## TASK
Pull out each line in the rows below that contains the string "electrical".

## Pointing dataset records
================

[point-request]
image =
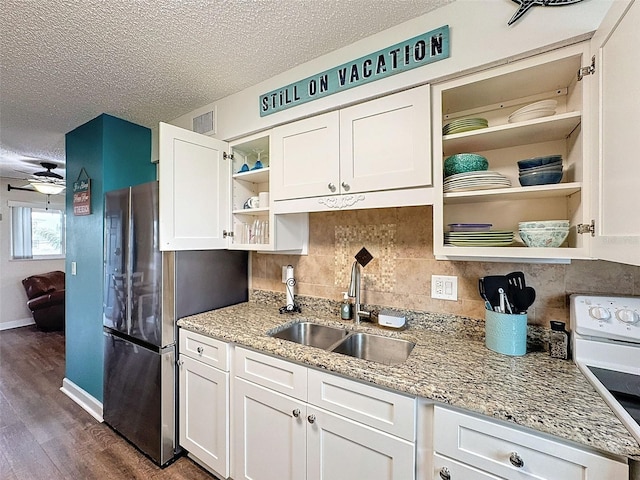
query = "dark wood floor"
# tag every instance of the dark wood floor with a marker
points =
(45, 435)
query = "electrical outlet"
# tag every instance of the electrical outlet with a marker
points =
(444, 287)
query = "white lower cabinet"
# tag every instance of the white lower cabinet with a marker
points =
(204, 401)
(277, 436)
(341, 449)
(269, 434)
(486, 448)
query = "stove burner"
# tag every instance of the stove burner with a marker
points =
(624, 387)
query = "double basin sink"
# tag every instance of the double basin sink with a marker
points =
(376, 348)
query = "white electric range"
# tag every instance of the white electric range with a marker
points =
(606, 348)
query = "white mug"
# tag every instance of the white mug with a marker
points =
(263, 198)
(252, 202)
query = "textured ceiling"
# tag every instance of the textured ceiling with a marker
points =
(62, 63)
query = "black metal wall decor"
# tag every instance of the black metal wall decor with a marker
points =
(525, 5)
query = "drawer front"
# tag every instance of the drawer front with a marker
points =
(270, 372)
(514, 454)
(446, 469)
(205, 349)
(378, 408)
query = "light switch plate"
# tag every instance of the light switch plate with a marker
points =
(444, 287)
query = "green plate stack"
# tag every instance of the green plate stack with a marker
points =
(464, 125)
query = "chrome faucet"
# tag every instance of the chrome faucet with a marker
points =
(354, 292)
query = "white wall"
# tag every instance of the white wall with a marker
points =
(479, 36)
(13, 300)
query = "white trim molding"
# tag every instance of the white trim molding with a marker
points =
(89, 403)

================

## SOLUTION TO THIS TASK
query = "electrical outlet"
# tag every instance of the electrical outlet with a marker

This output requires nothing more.